→ **JOB A**: Reproduce verbatim the stretch of the listing from the line containing "task: instance_segmentation" through the end of the listing, including both ends, and leave the pictures out of your answer.

→ **TEXT TO READ**:
>>>
This article originally appeared in the Globe and Mail.
By Christian Leuprecht and Shuvaloy Majumdar, July 18, 2022
Canada is in a deep strategic crisis.
In a contest where the democratic world’s economic and political order is under systemic assault by tyrants, Prime Minister Justin Trudeau’s government appears to be dispensing with natural Canadian strengths that would change the geopolitical equation.
Ottawa claims to be defending the rules-based international order, and yet, confronted by the Kremlin and Beijing, it is doing the opposite – it is undermining it. The Trudeau government’s decisions are helping bolster the democratic world’s authoritarian rivals.
European allies have asked for more from Canada in the fight for Ukrainian sovereignty: more money, more weapons, more support for Ukrainian soldiers, more jet fighters, more frigates and more liquefied natural gas (LNG). At the recent NATO and G7 summits, allies committed 500 artillery systems, 600 tanks, and hundreds of thousands of rounds of ammunition.
<<<
→ **JOB B**:
Answer these about the article on Canada's strategic crisis, labeling your answers (i), (ii), and (iii):
(i) Which newspaper first published the article?
(ii) What date does it carry?
(iii) How many tanks did allies commit at the recent NATO and G7 summits?

→ **RECORDS SHOWN**:
>>>
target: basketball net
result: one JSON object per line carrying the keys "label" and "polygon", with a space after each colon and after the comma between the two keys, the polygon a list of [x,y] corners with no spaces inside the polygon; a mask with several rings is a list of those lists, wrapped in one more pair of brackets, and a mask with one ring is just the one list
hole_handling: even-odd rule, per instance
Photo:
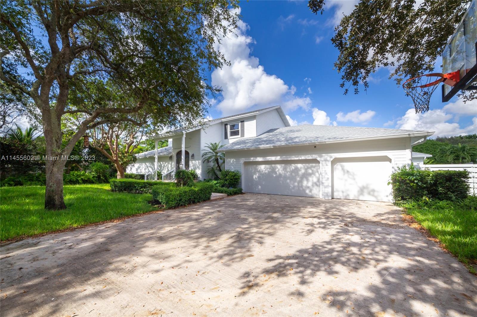
{"label": "basketball net", "polygon": [[448,74],[432,73],[408,79],[403,84],[406,96],[410,96],[414,102],[416,113],[429,111],[431,96],[441,82],[454,86],[460,79],[459,72]]}

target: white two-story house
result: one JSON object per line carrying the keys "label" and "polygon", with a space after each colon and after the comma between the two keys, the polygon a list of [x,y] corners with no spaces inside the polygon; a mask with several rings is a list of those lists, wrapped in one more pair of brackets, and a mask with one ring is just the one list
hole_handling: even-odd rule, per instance
{"label": "white two-story house", "polygon": [[[433,132],[303,125],[290,126],[280,106],[215,119],[154,137],[168,146],[137,155],[128,172],[170,179],[178,168],[209,178],[206,145],[220,142],[225,168],[242,173],[244,191],[390,201],[391,174],[413,161],[412,147]],[[183,162],[185,162],[183,164]],[[159,179],[160,180],[160,179]]]}

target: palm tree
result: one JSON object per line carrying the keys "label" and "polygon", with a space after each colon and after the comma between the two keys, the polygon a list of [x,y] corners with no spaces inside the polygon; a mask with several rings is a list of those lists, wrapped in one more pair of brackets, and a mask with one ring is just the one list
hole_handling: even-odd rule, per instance
{"label": "palm tree", "polygon": [[438,155],[451,164],[468,163],[477,159],[477,148],[459,143],[441,149]]}
{"label": "palm tree", "polygon": [[17,125],[17,129],[9,132],[8,136],[20,143],[30,145],[35,139],[36,132],[36,129],[33,127],[29,127],[23,131],[19,126]]}
{"label": "palm tree", "polygon": [[219,178],[216,169],[218,169],[218,171],[222,172],[222,168],[221,165],[224,164],[225,160],[225,156],[223,152],[217,152],[223,147],[223,145],[221,145],[220,142],[212,142],[206,145],[205,147],[208,149],[202,153],[202,162],[207,163],[213,162],[213,166],[210,167],[209,173],[215,174],[217,178]]}

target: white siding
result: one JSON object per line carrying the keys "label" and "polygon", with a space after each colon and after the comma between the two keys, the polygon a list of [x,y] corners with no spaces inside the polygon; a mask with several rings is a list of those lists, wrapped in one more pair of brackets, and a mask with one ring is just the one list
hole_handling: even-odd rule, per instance
{"label": "white siding", "polygon": [[229,144],[234,141],[240,139],[240,138],[226,139],[224,137],[225,135],[224,129],[225,129],[225,125],[226,123],[230,124],[236,122],[240,122],[241,121],[245,121],[244,122],[244,128],[245,129],[244,130],[244,138],[252,138],[257,136],[257,125],[255,116],[249,116],[249,117],[245,117],[238,119],[228,120],[223,121],[221,123],[218,124],[218,125],[221,126],[220,139],[222,140],[222,144]]}
{"label": "white siding", "polygon": [[[323,198],[332,198],[332,164],[335,158],[387,156],[392,160],[392,168],[408,164],[408,138],[396,138],[368,141],[356,141],[301,145],[262,149],[226,152],[225,168],[242,171],[242,163],[253,160],[317,158],[321,168]],[[243,176],[242,176],[243,177]]]}
{"label": "white siding", "polygon": [[[200,130],[200,148],[202,153],[207,149],[205,148],[206,145],[212,142],[222,142],[224,139],[224,127],[221,123],[216,123],[211,126],[201,129]],[[221,144],[223,144],[222,142]],[[202,163],[202,177],[203,179],[209,178],[210,177],[207,173],[207,170],[209,166],[212,166],[212,163]]]}
{"label": "white siding", "polygon": [[[200,129],[186,133],[186,150],[189,152],[189,168],[195,169],[199,175],[202,175],[202,164],[200,153]],[[182,149],[182,137],[172,139],[172,161],[176,164],[176,156],[177,152]],[[190,158],[194,154],[194,158]]]}
{"label": "white siding", "polygon": [[[158,158],[158,167],[163,172],[172,168],[173,161],[169,160],[169,156],[160,156]],[[155,158],[154,156],[138,158],[136,162],[127,167],[128,173],[135,174],[147,174],[154,170]]]}
{"label": "white siding", "polygon": [[270,129],[285,126],[285,123],[276,109],[257,115],[257,135],[260,135]]}

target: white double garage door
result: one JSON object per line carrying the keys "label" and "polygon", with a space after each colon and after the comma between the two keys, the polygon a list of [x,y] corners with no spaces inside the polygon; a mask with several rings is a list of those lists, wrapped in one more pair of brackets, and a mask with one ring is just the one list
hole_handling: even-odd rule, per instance
{"label": "white double garage door", "polygon": [[387,185],[392,172],[389,158],[335,158],[331,166],[330,179],[327,179],[329,177],[322,178],[320,163],[316,159],[246,162],[244,190],[320,198],[323,197],[322,186],[328,184],[329,190],[331,182],[332,198],[391,201],[391,188]]}

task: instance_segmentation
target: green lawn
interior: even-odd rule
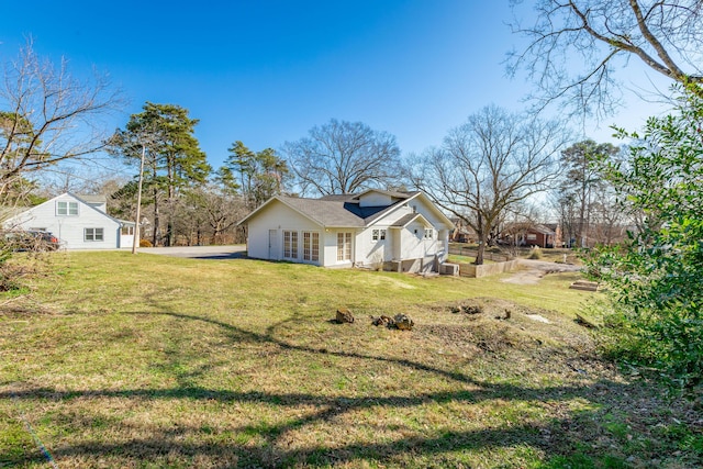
<<<
→ **TASK OUTPUT A**:
task: instance_segmentation
target: green lawn
interior: even-odd rule

→ **TASK OUTPUT B**:
(i) The Globe and Mail
(ii) July 18, 2022
(iii) 600